Point-per-instance localization data

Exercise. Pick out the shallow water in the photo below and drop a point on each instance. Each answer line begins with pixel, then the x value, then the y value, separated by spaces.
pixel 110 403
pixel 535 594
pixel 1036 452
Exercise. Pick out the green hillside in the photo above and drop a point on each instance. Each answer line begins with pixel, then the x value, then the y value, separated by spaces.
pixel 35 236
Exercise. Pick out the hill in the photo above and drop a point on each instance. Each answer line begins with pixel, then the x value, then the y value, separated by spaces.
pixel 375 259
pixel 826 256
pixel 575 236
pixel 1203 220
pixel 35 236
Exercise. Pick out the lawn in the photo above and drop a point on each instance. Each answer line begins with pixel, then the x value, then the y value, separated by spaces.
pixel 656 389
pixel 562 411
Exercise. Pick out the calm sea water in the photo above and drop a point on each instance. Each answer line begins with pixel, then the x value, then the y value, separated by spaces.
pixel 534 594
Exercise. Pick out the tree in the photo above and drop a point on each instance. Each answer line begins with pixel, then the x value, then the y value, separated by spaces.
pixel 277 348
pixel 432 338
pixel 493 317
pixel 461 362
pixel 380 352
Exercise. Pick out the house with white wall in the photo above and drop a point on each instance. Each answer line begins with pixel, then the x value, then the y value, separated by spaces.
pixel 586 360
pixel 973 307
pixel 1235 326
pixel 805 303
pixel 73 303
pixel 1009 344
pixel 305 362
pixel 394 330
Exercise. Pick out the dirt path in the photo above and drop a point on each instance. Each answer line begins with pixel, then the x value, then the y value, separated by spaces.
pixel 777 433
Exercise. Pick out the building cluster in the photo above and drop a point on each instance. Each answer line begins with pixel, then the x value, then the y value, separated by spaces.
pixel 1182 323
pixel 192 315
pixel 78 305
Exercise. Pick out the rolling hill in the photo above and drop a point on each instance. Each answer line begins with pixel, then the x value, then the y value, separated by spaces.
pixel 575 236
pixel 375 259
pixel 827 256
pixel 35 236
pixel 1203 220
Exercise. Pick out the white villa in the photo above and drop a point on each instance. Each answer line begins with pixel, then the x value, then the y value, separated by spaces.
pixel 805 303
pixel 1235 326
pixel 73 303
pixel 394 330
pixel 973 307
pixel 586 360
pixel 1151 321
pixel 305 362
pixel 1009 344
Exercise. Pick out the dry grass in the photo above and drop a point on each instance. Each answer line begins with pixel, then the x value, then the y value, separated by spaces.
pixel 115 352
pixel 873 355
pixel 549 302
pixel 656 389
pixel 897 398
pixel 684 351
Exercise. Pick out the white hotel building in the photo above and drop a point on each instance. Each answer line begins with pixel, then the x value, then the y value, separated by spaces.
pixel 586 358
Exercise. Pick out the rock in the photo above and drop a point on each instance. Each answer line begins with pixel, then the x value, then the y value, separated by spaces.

* [Exercise brief] Here, the records must be output exactly and in full.

* [Answer to the exercise]
Exercise. Pick out the shallow water in the photo below and drop a point on each instance. Each answer line begins with pixel, then the x value, then the y value, separated by spaces.
pixel 110 403
pixel 535 594
pixel 1036 452
Exercise. Pick out the green hillside in the photo above and drop a point on each instance. Each answer line begins with pixel, then the x value, then the y value, separated by spaces.
pixel 35 236
Exercise. Pick out the hill in the photo above and drop a point on each instance. Each answer line begins with pixel, then the x value, then the y value, separated by spaces.
pixel 375 259
pixel 826 256
pixel 575 236
pixel 1203 220
pixel 35 236
Exercise. Pick out the lawn in the photo above and drop a point on each instance. Each answer line begins with pixel, then the x value, then the y value, separated by spaces.
pixel 656 389
pixel 562 411
Exercise. Pick out the calm sea water in the photo above and drop a point on each instance. Each answer line begins with pixel, then the x value, then the y value, separated by spaces.
pixel 534 594
Exercise. Pick out the tree in the photo above and drop a point on each instance. Each answer line begins with pixel, then the x value, then the y value, separated by spaces.
pixel 277 348
pixel 432 338
pixel 493 317
pixel 461 362
pixel 380 352
Exercise. Pick out the house with white wall in the photo above and drop a point on each instance. Each answer line begins with pixel, then the x value, then the y value, separated by spaces.
pixel 586 360
pixel 973 307
pixel 1235 326
pixel 805 303
pixel 73 303
pixel 1009 344
pixel 305 362
pixel 394 330
Exercise. Pick out the dirt path in the photo above and drop a point on each instance. Each answer line begins with pixel, then the x value, then the y value, separated by spaces.
pixel 777 433
Exercise. Pick out the building cluster in the photo above and drop a point on each instance. Each answer line begins with pixel, then the x value, then the y value, separated by spaces.
pixel 1182 323
pixel 192 315
pixel 78 305
Exercise. Pick out the rolling hill in the photo above and drop a point on each instance. Each answer line begins with pixel, then the x value, then the y value, separated by spaces.
pixel 575 236
pixel 375 259
pixel 827 256
pixel 35 236
pixel 1203 220
Exercise. Pick out the white villa in the photo above and drop a point on each instance. Each answer line begins with pixel, then the x value, then the y value, separated by spaces.
pixel 805 303
pixel 1235 326
pixel 73 303
pixel 394 330
pixel 973 307
pixel 586 360
pixel 1151 321
pixel 305 362
pixel 1009 344
Exercise. Pick out the dry grass in the photo above and drop a point on each instance. Each answer line begins with pixel, then the x value, then the y value, separated by spaces.
pixel 115 352
pixel 873 355
pixel 549 302
pixel 656 389
pixel 897 398
pixel 684 351
Exercise. Pick out the white hotel building in the photo above and drop a point on each instance. Each answer line begins with pixel, then the x value, then the y value, separated by spaces.
pixel 586 358
Exercise. Pick out the rock in the photo above and drop a point on each instance. Each answer line begins with pixel, then the x value, then the y value, separated by spaces.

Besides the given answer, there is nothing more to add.